> _Task to carry out_: Write out the listing beneath this instruction in its entirety, exactly as it reads.

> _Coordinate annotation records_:
"""

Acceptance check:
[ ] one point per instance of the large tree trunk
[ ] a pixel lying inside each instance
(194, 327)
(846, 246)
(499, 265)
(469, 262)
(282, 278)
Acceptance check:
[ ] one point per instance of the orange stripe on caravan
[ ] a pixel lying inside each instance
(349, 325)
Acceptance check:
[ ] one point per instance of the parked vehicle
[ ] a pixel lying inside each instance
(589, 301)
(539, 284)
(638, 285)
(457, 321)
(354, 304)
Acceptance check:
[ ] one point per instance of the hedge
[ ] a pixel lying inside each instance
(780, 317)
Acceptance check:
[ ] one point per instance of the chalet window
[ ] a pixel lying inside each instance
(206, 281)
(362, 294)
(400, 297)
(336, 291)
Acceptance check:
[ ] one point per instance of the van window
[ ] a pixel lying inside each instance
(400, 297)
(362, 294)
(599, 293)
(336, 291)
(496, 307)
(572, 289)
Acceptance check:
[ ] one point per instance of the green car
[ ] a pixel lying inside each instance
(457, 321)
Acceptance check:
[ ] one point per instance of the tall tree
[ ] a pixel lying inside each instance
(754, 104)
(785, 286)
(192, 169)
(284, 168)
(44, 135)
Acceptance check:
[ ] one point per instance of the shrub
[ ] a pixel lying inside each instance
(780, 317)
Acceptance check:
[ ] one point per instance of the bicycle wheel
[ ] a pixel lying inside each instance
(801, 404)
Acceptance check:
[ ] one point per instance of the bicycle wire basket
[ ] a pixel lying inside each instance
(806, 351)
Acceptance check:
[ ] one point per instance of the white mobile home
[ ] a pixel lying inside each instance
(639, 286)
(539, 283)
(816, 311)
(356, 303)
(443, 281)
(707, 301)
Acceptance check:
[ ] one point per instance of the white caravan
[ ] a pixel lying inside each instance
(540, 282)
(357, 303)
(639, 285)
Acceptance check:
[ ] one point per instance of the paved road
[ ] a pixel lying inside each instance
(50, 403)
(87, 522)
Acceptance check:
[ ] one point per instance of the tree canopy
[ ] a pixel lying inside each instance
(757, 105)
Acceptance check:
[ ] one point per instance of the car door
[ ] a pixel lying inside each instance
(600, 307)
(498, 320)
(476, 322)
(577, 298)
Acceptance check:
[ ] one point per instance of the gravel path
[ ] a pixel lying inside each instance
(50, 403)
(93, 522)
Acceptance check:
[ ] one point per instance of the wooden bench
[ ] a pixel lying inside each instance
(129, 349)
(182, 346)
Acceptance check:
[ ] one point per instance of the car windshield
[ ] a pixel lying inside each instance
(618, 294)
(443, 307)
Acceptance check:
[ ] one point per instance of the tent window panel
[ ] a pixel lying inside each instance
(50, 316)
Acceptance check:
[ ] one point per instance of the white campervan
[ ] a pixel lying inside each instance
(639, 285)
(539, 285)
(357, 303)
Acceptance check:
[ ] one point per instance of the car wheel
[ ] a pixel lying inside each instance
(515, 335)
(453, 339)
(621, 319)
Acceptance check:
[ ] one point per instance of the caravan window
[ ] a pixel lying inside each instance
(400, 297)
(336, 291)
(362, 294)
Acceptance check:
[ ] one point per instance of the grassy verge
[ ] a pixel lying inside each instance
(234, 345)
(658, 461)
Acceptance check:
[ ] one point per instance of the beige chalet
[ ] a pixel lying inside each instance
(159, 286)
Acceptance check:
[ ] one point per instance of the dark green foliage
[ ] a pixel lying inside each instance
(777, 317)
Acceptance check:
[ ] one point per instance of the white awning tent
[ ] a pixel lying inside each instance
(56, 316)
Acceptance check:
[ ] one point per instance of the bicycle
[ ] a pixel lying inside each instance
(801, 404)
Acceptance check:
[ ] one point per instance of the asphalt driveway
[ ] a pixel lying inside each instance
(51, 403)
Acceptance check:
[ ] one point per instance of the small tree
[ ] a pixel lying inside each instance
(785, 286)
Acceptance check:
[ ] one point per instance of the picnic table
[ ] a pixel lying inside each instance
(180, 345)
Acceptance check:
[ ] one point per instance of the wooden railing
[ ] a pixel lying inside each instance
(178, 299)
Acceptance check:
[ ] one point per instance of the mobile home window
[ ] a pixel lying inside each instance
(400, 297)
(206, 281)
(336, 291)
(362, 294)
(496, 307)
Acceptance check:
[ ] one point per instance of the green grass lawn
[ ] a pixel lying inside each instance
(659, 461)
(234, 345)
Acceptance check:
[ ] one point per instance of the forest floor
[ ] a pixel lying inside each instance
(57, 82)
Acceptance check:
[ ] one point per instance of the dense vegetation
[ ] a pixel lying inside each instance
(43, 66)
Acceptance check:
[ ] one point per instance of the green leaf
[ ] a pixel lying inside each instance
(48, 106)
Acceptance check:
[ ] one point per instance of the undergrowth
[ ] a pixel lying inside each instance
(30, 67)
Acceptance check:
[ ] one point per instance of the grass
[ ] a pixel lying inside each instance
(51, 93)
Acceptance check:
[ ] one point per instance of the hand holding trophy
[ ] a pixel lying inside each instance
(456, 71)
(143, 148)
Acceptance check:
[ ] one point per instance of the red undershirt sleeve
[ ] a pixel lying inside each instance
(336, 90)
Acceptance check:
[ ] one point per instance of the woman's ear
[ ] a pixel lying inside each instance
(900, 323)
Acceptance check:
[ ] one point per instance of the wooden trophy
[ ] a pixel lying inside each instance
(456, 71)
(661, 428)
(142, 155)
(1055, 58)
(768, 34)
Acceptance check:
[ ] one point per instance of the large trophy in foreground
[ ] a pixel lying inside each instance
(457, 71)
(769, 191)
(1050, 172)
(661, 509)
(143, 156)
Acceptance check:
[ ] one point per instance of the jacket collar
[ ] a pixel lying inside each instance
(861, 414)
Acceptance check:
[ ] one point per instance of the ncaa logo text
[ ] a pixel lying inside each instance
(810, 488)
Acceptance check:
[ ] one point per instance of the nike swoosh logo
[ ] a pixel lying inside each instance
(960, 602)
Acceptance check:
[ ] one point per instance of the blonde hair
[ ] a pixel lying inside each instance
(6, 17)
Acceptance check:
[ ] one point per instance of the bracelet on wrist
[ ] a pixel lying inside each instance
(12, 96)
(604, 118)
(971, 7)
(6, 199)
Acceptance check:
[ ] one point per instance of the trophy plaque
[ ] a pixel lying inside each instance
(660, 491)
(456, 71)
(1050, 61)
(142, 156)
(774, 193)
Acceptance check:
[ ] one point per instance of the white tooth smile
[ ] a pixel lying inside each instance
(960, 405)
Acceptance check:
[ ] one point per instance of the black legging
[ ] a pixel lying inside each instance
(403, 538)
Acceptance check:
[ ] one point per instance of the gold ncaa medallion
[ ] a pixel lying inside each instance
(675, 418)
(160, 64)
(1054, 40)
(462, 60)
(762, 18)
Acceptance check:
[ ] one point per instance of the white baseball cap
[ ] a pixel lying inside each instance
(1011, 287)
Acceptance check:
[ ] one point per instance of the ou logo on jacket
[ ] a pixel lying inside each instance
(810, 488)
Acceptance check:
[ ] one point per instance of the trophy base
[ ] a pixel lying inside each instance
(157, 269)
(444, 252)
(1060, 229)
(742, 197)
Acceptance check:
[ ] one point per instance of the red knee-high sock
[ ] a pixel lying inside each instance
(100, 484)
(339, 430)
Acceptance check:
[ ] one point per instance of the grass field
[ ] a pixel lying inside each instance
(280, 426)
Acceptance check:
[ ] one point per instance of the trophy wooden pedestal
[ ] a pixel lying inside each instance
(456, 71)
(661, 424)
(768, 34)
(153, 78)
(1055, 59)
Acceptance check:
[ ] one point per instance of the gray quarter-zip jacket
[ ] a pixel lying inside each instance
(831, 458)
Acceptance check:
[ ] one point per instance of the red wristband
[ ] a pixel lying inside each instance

"""

> _Exercise result_:
Acceptance check:
[ ] one point per instance of the large tree trunk
[ ] a pixel lying inside each instance
(194, 327)
(846, 246)
(499, 265)
(469, 262)
(282, 278)
Acceptance check:
[ ] one point per instance of the orange stripe on caravan
[ ] a pixel lying inside each instance
(349, 325)
Acceptance check:
[ ] one point per instance of the parked vehicle
[ ] a pixel lying inside each instance
(589, 301)
(539, 284)
(638, 285)
(457, 321)
(354, 304)
Acceptance check:
[ ] one point per instance of the hedge
[ ] a pixel lying inside each instance
(780, 317)
Acceptance check:
[ ] one point per instance of the chalet window
[ ] a pixel lying inside each instance
(206, 281)
(362, 294)
(400, 297)
(336, 291)
Acceptance check:
[ ] one point per instance of the van window
[ ] a pixel lying inside each instance
(400, 297)
(362, 294)
(599, 293)
(336, 291)
(496, 307)
(572, 289)
Acceptance check:
[ ] one point per instance of the green car
[ ] a pixel lying inside each instance
(457, 321)
Acceptance check:
[ ] one point per instance of the tall tree
[ ] a pixel lying inside each instance
(754, 104)
(785, 286)
(192, 169)
(284, 168)
(44, 135)
Acceptance check:
[ ] one point per instance of the shrub
[ ] a pixel lying inside each instance
(780, 317)
Acceptance check:
[ ] one point per instance of the bicycle wheel
[ ] a pixel lying inside each instance
(801, 404)
Acceptance check:
[ ] one point per instance of the bicycle wire basket
[ ] a pixel lying inside each instance
(806, 351)
Acceptance check:
[ ] one point per instance of the white mobile home
[ ] a pixel lying inside each instance
(639, 286)
(539, 283)
(816, 311)
(356, 303)
(443, 281)
(707, 301)
Acceptance check:
[ ] one point per instance of the white caravan
[ ] a pixel lying inside each instance
(540, 282)
(357, 303)
(639, 285)
Acceptance check:
[ ] one point per instance of the paved road
[ ] a pixel lying inside each instance
(50, 403)
(87, 522)
Acceptance check:
[ ] one point per instance of the tree canopy
[ ] a pixel lying inside each instance
(757, 105)
Acceptance check:
[ ] one point per instance of the car door
[ ] a pixel lying inside each instance
(600, 307)
(498, 320)
(476, 322)
(577, 298)
Acceptance check:
[ ] one point per instance of the gravel path
[ ] a pixel lying inside each instance
(50, 403)
(93, 522)
Acceptance check:
[ ] one point per instance of the wooden bench
[ ] a pixel lying inside each instance
(129, 349)
(182, 346)
Acceptance check:
[ ] one point per instance of the car windshield
[ ] a pixel lying inside each instance
(618, 294)
(443, 307)
Acceptance check:
[ ] one point per instance of the tent window panel
[ ] a pixel lying inside each instance
(50, 316)
Acceptance check:
[ ] one point per instance of the white campervan
[ ] a pixel lying inside each instance
(639, 285)
(539, 285)
(357, 303)
Acceptance check:
[ ] one point per instance of the car wheel
[ ] a pixel lying inside each instance
(515, 335)
(453, 339)
(621, 319)
Acceptance check:
[ ] one point per instance of the caravan window
[ ] a pixel lying inside each instance
(400, 297)
(336, 291)
(362, 294)
Acceptance check:
[ ] one point per instance of the grassy verge
[ ] a pixel lying inside each instance
(234, 345)
(658, 461)
Acceptance check:
[ ] one point per instance of the beige chalet
[ ] a pixel lying inside each instance
(159, 286)
Acceptance check:
[ ] one point per instance of the dark green foliage
[ ] a pixel lying inside each instance
(777, 317)
Acceptance check:
[ ] one point per instance of the white awning tent
[ ] a pixel lying inside each instance
(56, 316)
Acceptance check:
[ ] one point per instance of the bicycle
[ ] a pixel lying inside each instance
(801, 404)
Acceptance check:
[ ] one point per instance of the asphalt driveway
[ ] a pixel lying inside each instance
(51, 403)
Acceptance check:
[ ] one point per instance of the small tree
[ ] a pixel lying inside each instance
(785, 286)
Acceptance check:
[ ] one point per instance of the picnic table
[ ] a pixel lying inside each instance
(180, 345)
Acceptance check:
[ ] one point per instance of the wooden railing
[ ] a pixel lying inside each instance
(178, 299)
Acceptance check:
[ ] one point per instance of the mobile home window
[ ] a pixel lying inside each instance
(400, 297)
(206, 281)
(336, 291)
(362, 294)
(496, 307)
Acceptance check:
[ ] one point per instance of the green grass lawn
[ ] a pixel lying inside each instance
(659, 461)
(234, 345)
Acceptance check:
[ ] one point per instance of the forest floor
[ ] a pixel lying inside each instance
(57, 82)
Acceptance check:
[ ] one point per instance of the dense vegetation
[ ] a pixel lying inside each instance
(43, 66)
Acceptance check:
[ ] one point per instance of the green leaf
[ ] a pixel lying inside each instance
(48, 106)
Acceptance check:
[ ] one point per instance of the undergrowth
[ ] a pixel lying inside each instance
(30, 67)
Acceptance check:
[ ] one point per instance of the grass
[ ] a pixel lying inside each instance
(51, 93)
Acceptance check:
[ ] one point per instance of the hand holding trophy
[ ] a pixel lying inside each instance
(456, 71)
(143, 148)
Acceptance check:
[ ] one point per instance of the red undershirt sleeve
[ ] a pixel lying inside each instance
(336, 90)
Acceptance check:
[ ] one point per instance of the woman's ear
[ ] a pixel lying inside each instance
(900, 323)
Acceptance check:
[ ] one point per instance of the wooden trophy
[ ] a pixel lying inside each instance
(456, 71)
(661, 428)
(142, 155)
(1055, 58)
(768, 34)
Acceptance check:
[ ] one point per instance of the large trophy in foreground
[ ] a pixel lying inside each instance
(457, 71)
(769, 191)
(1050, 172)
(661, 509)
(143, 156)
Acceptance check:
[ ] one point per instance of the jacket collar
[ ] a pixel lying inside each instance
(861, 414)
Acceptance check:
[ ] one point per instance of the ncaa logo text
[ ] a pixel lying inside each instance
(810, 488)
Acceptance check:
[ ] one point per instance of the nike swoosh logo
[ ] a pixel lying inside each instance
(960, 602)
Acceptance check:
[ ] one point per instance of the blonde hair
[ ] a pixel lying inside each instance
(6, 17)
Acceptance check:
[ ] one point per instance of the bracelet on wrist
[ ] a pixel lying inside each instance
(12, 96)
(604, 118)
(971, 7)
(6, 199)
Acceptance check:
[ ] one point per instance of the trophy plaque
[ ] a pixel lying inside each instance
(660, 491)
(456, 71)
(1050, 61)
(142, 156)
(774, 193)
Acceptance check:
[ ] one point per instance of the white tooth smile
[ ] a pixel lying inside each instance
(960, 405)
Acceptance check:
[ ] one point per instance of the black legging
[ ] a pixel lying inside each instance
(403, 538)
Acceptance check:
[ ] one point per instance of the gold ncaa medallion
[ ] a pixel lying inside each instance
(675, 418)
(160, 64)
(1054, 40)
(462, 60)
(762, 18)
Acceptance check:
[ ] one point per instance of the white baseball cap
[ ] a pixel lying inside each instance
(1011, 287)
Acceptance check:
[ ] one point per instance of the ou logo on jacket
[ ] a pixel lying inside each instance
(810, 488)
Acceptance check:
[ ] one point per instance of the trophy base
[ ] a pixel lying inside each instance
(157, 269)
(444, 252)
(1060, 229)
(742, 197)
Acceptance check:
[ ] one point per instance of the red knee-high sock
[ ] a pixel lying inside each instance
(100, 484)
(339, 430)
Acceptance check:
[ ] one point per instance of the grass field
[ ] a pixel lying inside each instance
(280, 426)
Acceptance check:
[ ] one point per instance of the trophy wooden pedestal
[ ] a pixel lying inside each instance
(456, 71)
(661, 424)
(768, 34)
(153, 78)
(1055, 59)
Acceptance check:
[ ] one point per instance of the gray quarter-zip jacket
[ ] a pixel lying inside each instance
(831, 458)
Acceptance check:
[ ] one point per instance of the red wristband
[ ] a pixel lying inside each instance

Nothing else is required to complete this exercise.